+++ Estratto del testo +++

"We have to have the conversations our governments can't."
Diffidenti, spaventati, bloccati in un mondo che alza barriere per proteggersi e respinge a calci chi prova a cercare la salvezza scavalcandole, gli occhi pieni delle immagini di guerra che potrebbero bussare da un momento all'altro alla nostra porta e dell'impotenza di non potere fare nulla per scongiurare l'inevitabile: il legame crudele che congiunge il nostro presente alla Guerra Fredda attraversa il Ponte delle Spie (Bridge of Spies) di Steven Spielberg e punta il dito contro la giostra della storia, decisa a continuare implacabile il suo giro solo per ripetere sé stessa e non imparare mai del tutto la lezione.
Amarezza e disillusione non possono però trovare spazio nel luminoso regno del cinema di Steven Spielberg: per quanto disperata sia la situazione e per quanto tetra possa sembrare l'ora dell'umanità ci sarà sempre qualcuno disposto a fare la cosa giusta e a combattere per un mondo migliore, uomini come tanti trascinati dall'onda degli eventi e strappati via alla rassicurante quotidianità che aveva reso forti i loro sogni e le loro speranze, forti abbastanza da dare loro il coraggio di giocare una partita a carte col destino e rischiare tutto pur di pescare la mano vincente.
Dopo aver osservato la granitica figura di Abraham Lincoln attraverso le luci fioche delle stanze del potere dove il dibattito sull'abolizione della schiavitù ha cambiato per sempre il volto degli Stati Uniti, Spielberg torna a interrogarsi sulla Nazione che tanto ama e suoi valori che dovrebbero sostenerne il cuore e le fondamenta: attraverso gli occhi buoni e onesti dell'avvocato Donovan, gli stessi che avevano guidato l'assalto a Omaha Beach in Saving Private Ryan, Bridge of Spies racconta di una giustizia in grado di garantire difesa e rispetto anche al più vilipeso dei criminali, di battaglie combattute mantenendo nervi d'acciaio e imbracciando come armi parole limate con la massima cura, di una civiltà occidentale che dopo essere arrivata tanto vicina all'autodistruzione vive appesa a un filo certa che tutto possa ripetersi e che solo misure radicali possano impedire alle nemesi che le germogliano dentro di prosperare.
Come in Saving Private Ryan e Shindler's list ogni uomo è importante e ha il diritto di essere salvato, ma il balzo che Bridge of Spies deve compiere nei riguardi dei suoi due fratelli cinematografici è notevole: vinta una Guerra efferata dove i nemici avevano dimostrato di essere capaci dei più disgustosi crimini contro l'umanità tanto quanto di poter fare qualunque cosa pur di portare a casa la pelle, le parti del conflitto fra Usa e Urss tentano di sfuggire al pericolo di un confronto diretto lavorando dietro le quinte e affidando le missioni più ardite a uomini dall'apparenza composta e ordinaria, spie e negoziatori lontani dal glamour e dall'azione che sappiano portare avanti stoicamente il proprio lavoro senza aspettarsi medaglie e riconoscimenti alla fine del viaggio.

+++

Compito:
Traduci in inglese questa frase della recensione di Bridge of Spies: «Amarezza e disillusione non possono però trovare spazio nel luminoso regno del cinema di Steven Spielberg: per quanto disperata sia la situazione e per quanto tetra possa sembrare l'ora dell'umanità ci sarà sempre qualcuno disposto a fare la cosa giusta e a combattere per un mondo migliore, uomini come tanti trascinati dall'onda degli eventi e strappati via alla rassicurante quotidianità che aveva reso forti i loro sogni e le loro speranze, forti abbastanza da dare loro il coraggio di giocare una partita a carte col destino e rischiare tutto pur di pescare la mano vincente.» Le righe non hanno alcun rapporto con la recensione di Bridge of Spies.

+++ Dati +++

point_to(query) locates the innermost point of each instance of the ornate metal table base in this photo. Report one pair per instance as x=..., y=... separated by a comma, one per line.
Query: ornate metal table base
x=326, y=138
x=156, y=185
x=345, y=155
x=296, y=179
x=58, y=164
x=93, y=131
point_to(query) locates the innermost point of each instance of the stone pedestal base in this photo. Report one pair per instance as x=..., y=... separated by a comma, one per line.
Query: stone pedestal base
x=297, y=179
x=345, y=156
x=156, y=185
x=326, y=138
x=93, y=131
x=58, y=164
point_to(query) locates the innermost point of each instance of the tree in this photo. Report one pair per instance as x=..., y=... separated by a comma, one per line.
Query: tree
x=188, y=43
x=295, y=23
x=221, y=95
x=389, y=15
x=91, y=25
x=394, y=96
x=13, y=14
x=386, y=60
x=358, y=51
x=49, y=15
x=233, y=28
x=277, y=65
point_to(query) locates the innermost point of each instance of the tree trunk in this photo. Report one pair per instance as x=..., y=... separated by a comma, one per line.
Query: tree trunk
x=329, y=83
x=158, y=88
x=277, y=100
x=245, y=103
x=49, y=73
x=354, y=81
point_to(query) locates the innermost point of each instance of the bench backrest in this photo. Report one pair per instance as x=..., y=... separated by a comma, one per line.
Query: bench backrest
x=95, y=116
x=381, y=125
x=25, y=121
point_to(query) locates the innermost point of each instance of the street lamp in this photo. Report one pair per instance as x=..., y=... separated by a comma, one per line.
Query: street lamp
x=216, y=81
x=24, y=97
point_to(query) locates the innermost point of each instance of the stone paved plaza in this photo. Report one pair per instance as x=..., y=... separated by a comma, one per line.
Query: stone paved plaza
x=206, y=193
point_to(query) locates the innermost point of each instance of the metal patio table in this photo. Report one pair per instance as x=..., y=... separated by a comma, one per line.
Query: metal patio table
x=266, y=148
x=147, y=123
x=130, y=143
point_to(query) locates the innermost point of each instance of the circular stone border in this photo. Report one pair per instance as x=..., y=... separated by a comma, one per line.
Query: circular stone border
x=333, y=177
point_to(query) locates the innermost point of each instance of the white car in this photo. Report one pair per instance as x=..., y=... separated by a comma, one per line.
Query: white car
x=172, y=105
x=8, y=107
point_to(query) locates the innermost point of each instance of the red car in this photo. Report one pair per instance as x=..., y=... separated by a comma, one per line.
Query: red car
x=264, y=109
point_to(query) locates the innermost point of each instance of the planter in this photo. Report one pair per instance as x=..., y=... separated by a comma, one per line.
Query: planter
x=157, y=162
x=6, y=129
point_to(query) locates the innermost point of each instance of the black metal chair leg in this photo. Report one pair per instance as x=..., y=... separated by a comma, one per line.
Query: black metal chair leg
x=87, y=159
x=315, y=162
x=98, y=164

+++

Risposta completa:
Bitterness and disillusionment, however, can find no room in the bright realm of Steven Spielberg's cinema: however desperate the situation may be and however dark humanity's hour may seem, there will always be someone willing to do the right thing and to fight for a better world, ordinary men swept along by the tide of events and torn away from the reassuring everyday life that had made their dreams and hopes strong, strong enough to give them the courage to play a game of cards with fate and risk everything to draw the winning hand.